At a single AFN conference to discuss the Settlement in Winnipeg, in May of 2007, after it had been announced in its final form and approved by the government of Canada late in 2006, National Chief Phil Fontaine spent all his speaking time defending the Agreement without actually describing what it included. He was defending it to a lot of people who did not seem very impressed, and all expressed shock at the content – not a signal that any of them had participated in creating it or had heard from someone who did. Participants at that meeting included some of the most credible Indigenous leaders. The fact that none of them were involved in the negotiations of the Settlement is revealing. “This Settlement Agreement was not handed to us on a silver platter. We had to fight for every little bit that’s in the Agreement,” said Fontaine. But every part of the Settlement Agreement was the lowest common denominator of what Canada had already offered claimants in class action suits, and which those former students had rejected.[iv]
The AFN did produce a press release in response to frequently asked questions, dated November 23, 2005. It begins: “The AFN played a key and central in achieving the Agreement in Principle signed on November 20, 2005 to settle all Indian Residential School claims.” This sentence is copied directly from the press release; we are not sure what noun might be described by “key and central,” but the statement in unequivocal. It was not former students, but the AFN which was central to the Agreement.
This is confirmed in the opening of the next paragraph: “The biggest and most important victory the AFN was able to obtain for survivors in the Settlement Agreement is a new form of compensation for loss of language and culture and loss of family life through a lump sum payment or common experience payment (CEP) as it is called in the Agreement.” In this, the Assembly’s first press release on the subject of the Agreement in Principle for the Settlement Agreement, they do not mention “extensive negotiations between the Government, churches and indigenous peoples.” If those negotiations were a historical fact, the AFN would have mentioned it and recognized the people involved. But it is not a fact, it is a lie. The AFN was the key indigenous organization involved, they did not have a mandate to represent former students because former students do not vote in AFN assemblies – only Band Council Chiefs do, and Band Councils across Canada did not hold referendums seeking this mandate from their communities.
There are many more sources who attest to the absence of former students in creation of the Settlement and the Truth and Reconciliation Commission which was mandated within it by the judges who turned their plaintiffs over to it. Bob Watts was the CEO of the AFN at the time of negotiations. He recalled the development of the Settlement this way, during his talk at the 2012 Vancouver Human Rights Lecture:
National Chief Fontaine put together a proposal to look at a negotiated settlement. With the Assembly of First Nations we entered the process with lawyers from class actions from across the country – some representing individual survivors, lawyers representing churches, government, other aboriginal organizations.

■ GIVEN INSTRUCTION 1:
Reproduce the passage on the Residential Schools Settlement Agreement word for word, from "There are many" up to and including "other aboriginal organizations.".
■ GIVEN INSTRUCTION 2:
Resume the passage on the Residential Schools Settlement Agreement at the point where it stops.

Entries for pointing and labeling
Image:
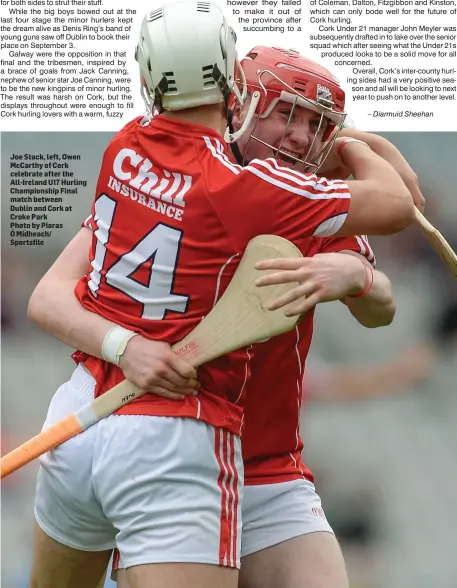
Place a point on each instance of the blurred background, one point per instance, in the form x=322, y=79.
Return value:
x=380, y=411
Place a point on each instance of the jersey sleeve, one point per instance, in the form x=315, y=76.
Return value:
x=358, y=244
x=266, y=198
x=88, y=223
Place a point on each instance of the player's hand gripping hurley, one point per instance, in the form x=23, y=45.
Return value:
x=239, y=318
x=438, y=242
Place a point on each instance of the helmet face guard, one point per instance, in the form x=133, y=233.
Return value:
x=288, y=77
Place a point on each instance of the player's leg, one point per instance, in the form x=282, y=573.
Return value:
x=56, y=565
x=172, y=488
x=73, y=539
x=179, y=575
x=287, y=541
x=312, y=561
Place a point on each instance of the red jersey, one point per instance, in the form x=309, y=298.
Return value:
x=171, y=218
x=272, y=446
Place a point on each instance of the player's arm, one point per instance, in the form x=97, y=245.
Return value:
x=151, y=365
x=380, y=202
x=330, y=276
x=391, y=154
x=377, y=307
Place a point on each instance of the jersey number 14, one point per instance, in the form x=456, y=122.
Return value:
x=160, y=247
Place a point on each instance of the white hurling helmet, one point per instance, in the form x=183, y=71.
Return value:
x=187, y=56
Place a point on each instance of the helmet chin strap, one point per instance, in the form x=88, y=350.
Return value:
x=231, y=137
x=234, y=146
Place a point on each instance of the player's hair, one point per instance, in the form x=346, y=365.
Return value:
x=187, y=57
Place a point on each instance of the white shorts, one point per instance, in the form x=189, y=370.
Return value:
x=273, y=513
x=161, y=489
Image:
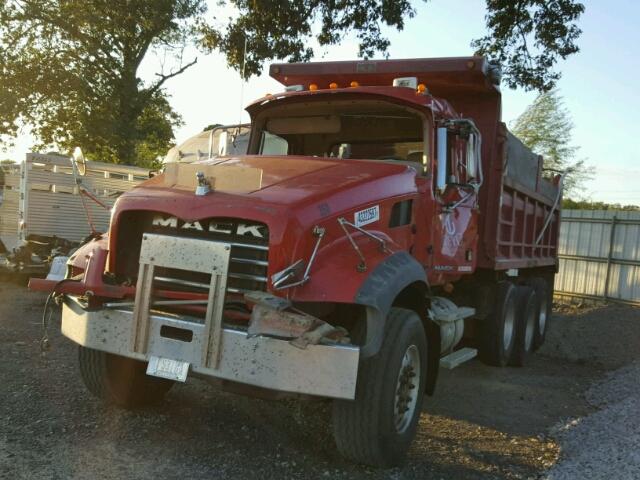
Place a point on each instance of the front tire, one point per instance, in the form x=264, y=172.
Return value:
x=378, y=426
x=120, y=380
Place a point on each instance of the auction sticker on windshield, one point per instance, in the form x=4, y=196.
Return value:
x=367, y=216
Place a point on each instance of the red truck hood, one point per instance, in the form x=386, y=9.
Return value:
x=291, y=179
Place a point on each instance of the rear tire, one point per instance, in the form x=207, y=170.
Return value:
x=498, y=329
x=119, y=380
x=544, y=290
x=527, y=314
x=375, y=429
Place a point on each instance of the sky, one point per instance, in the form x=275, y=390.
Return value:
x=599, y=84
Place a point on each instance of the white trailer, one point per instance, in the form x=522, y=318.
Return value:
x=40, y=197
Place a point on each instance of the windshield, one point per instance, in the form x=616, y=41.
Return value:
x=369, y=130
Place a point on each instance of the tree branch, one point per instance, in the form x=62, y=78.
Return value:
x=164, y=78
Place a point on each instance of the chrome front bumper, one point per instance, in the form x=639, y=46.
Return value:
x=323, y=370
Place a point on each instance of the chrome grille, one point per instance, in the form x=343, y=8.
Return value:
x=249, y=250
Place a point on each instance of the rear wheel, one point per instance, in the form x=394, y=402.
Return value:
x=378, y=426
x=527, y=314
x=120, y=380
x=498, y=329
x=544, y=290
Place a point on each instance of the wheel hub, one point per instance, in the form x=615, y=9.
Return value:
x=407, y=388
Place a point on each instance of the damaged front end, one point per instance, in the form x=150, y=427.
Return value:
x=252, y=337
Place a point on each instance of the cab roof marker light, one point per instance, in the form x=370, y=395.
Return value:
x=407, y=82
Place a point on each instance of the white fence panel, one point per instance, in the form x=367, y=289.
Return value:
x=42, y=195
x=600, y=255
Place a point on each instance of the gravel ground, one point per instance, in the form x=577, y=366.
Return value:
x=483, y=423
x=605, y=444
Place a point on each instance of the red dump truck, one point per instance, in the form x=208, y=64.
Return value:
x=383, y=224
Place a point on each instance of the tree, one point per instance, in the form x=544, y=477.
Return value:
x=70, y=70
x=546, y=128
x=528, y=36
x=281, y=29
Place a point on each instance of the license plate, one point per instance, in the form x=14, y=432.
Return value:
x=168, y=368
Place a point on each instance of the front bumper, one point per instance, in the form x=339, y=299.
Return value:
x=322, y=370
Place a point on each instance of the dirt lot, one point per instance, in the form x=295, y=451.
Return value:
x=483, y=422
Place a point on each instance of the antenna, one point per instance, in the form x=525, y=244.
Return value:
x=244, y=64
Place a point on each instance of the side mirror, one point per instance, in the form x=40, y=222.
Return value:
x=441, y=156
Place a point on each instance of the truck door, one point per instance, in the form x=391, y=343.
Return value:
x=455, y=223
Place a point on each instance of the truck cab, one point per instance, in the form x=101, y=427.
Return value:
x=372, y=233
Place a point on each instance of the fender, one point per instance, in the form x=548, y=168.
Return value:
x=378, y=293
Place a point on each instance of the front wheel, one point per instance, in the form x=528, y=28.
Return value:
x=120, y=380
x=378, y=426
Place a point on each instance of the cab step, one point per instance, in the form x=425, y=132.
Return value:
x=458, y=357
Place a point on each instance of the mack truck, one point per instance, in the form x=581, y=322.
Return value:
x=383, y=224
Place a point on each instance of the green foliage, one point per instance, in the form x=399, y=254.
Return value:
x=527, y=37
x=282, y=29
x=4, y=163
x=588, y=205
x=69, y=69
x=546, y=128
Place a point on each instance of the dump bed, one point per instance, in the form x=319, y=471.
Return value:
x=520, y=209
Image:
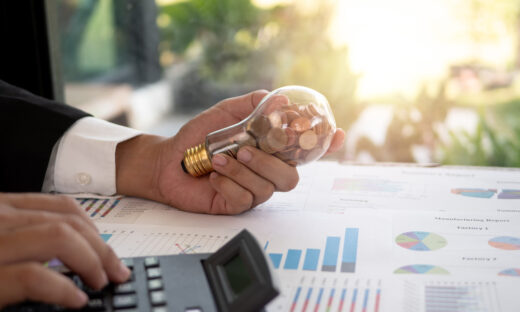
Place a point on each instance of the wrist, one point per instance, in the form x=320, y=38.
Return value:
x=137, y=164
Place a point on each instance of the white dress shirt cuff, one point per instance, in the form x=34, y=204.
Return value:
x=83, y=160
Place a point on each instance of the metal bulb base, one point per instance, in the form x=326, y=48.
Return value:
x=197, y=161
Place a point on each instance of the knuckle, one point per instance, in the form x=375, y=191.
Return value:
x=245, y=200
x=290, y=183
x=75, y=221
x=29, y=275
x=60, y=231
x=235, y=169
x=266, y=192
x=67, y=201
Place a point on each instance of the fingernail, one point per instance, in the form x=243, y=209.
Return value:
x=244, y=155
x=81, y=298
x=219, y=160
x=104, y=280
x=124, y=272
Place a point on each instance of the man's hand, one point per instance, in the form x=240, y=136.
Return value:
x=149, y=166
x=37, y=228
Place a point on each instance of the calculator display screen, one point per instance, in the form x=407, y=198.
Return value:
x=237, y=274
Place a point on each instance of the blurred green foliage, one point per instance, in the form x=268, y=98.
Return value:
x=240, y=43
x=235, y=43
x=495, y=142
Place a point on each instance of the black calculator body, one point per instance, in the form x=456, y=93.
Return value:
x=237, y=277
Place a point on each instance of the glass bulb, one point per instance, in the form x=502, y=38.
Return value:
x=293, y=123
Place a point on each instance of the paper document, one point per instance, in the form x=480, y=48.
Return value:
x=357, y=238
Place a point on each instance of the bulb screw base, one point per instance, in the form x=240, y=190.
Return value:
x=197, y=161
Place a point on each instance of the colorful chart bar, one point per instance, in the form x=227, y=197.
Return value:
x=331, y=299
x=275, y=259
x=105, y=237
x=342, y=299
x=310, y=262
x=111, y=207
x=293, y=259
x=295, y=300
x=354, y=299
x=348, y=262
x=318, y=301
x=94, y=201
x=365, y=301
x=307, y=298
x=330, y=258
x=99, y=208
x=378, y=300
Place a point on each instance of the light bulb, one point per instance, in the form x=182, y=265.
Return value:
x=293, y=123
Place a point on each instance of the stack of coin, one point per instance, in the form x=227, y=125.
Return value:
x=294, y=133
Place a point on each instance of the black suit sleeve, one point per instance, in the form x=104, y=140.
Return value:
x=29, y=127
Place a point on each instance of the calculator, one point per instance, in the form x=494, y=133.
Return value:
x=237, y=277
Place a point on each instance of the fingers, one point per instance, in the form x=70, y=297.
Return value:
x=116, y=271
x=249, y=180
x=32, y=281
x=54, y=240
x=283, y=176
x=42, y=202
x=241, y=106
x=259, y=187
x=231, y=198
x=337, y=141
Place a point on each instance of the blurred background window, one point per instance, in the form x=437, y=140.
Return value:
x=410, y=81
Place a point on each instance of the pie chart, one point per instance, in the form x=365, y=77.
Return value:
x=421, y=269
x=474, y=192
x=421, y=241
x=510, y=272
x=505, y=242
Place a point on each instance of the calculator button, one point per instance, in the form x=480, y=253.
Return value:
x=77, y=280
x=153, y=273
x=124, y=301
x=151, y=262
x=157, y=297
x=95, y=304
x=155, y=284
x=128, y=262
x=126, y=288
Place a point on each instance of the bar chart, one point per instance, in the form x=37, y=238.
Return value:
x=339, y=254
x=363, y=295
x=137, y=241
x=461, y=297
x=97, y=208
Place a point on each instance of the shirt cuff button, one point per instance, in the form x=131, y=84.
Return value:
x=83, y=178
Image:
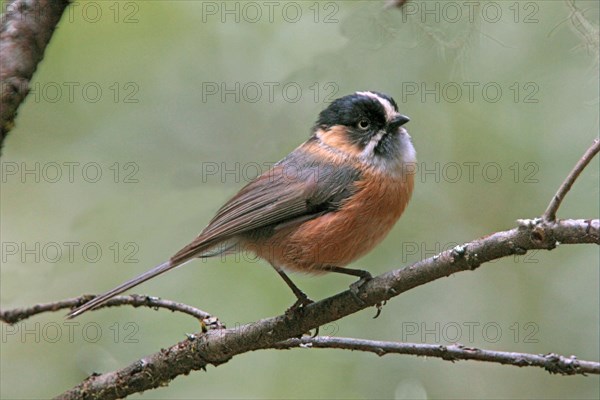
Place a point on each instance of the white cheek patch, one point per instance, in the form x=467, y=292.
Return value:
x=367, y=152
x=390, y=113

■ EXERCISE RESPONSE 1:
There are many more sources who attest to the absence of former students in creation of the Settlement and the Truth and Reconciliation Commission which was mandated within it by the judges who turned their plaintiffs over to it. Bob Watts was the CEO of the AFN at the time of negotiations. He recalled the development of the Settlement this way, during his talk at the 2012 Vancouver Human Rights Lecture:
National Chief Fontaine put together a proposal to look at a negotiated settlement. With the Assembly of First Nations we entered the process with lawyers from class actions from across the country – some representing individual survivors, lawyers representing churches, government, other aboriginal organizations.

■ EXERCISE RESPONSE 2:
Note that “other aboriginal organizations” tend to defy specific description in such testimonies as this presentation by Watts. And that an “aboriginal organization” is not a people. The harms of Indian Residential Schools were done to peoples. Watts continued:
I remember one time we were in Calgary. We were having a break and I was outside talking with one of our Elders who was part of our team, I asked him, how do you think things are going in there? And he said, “did you ever see that movie about Nemo?” “Finding Nemo? Yeah.” “You remember the seagulls?” “Yeah, I remember.” “That’s what they’re doing in there: ‘mine, mine mine mine mine,’ all the time. That’s what’s going on in there. Where are the Residential School survivors? They need to be first and foremost in everybody’s mind or we’re not going to have a successful negotiation.”
So we made sure the National Chief knew about that and it actually changed the dynamic of the negotiations.
The Assembly of First Nations, through National Chief Phil Fontaine, ended up launching its own class action to ensure a seat at the table* and be able to speak to every significant issue.
An interested observer of the process corroborates this report another way. Having just won in court against the church that ran the school where he was sexually abused, and won damages worth “seventeen times the average common experience payment, if the average payment is $30,000” under the Settlement Agreement, William Blackwater wrote several letters to the Canadian Minister of Indian Affairs concerning the Settlement, in 2009.
Some suggest that there are survivors at the tables, but if you observe them for a few moments you will see that these are also our political leaders; leaders with other agendas. They are leaders with other motivations. They are NOT the survivors that receive the chronic abuse. They are not survivors that are facing the challenges of the legacy. To them we say great, you have moved on, but some of us have not had that opportunity. Please give us the same chance. We know that you have had space at the table and we are asking the same opportunity: we face the consequences of the Indian Residential Schools legacy every day without power, money and resources.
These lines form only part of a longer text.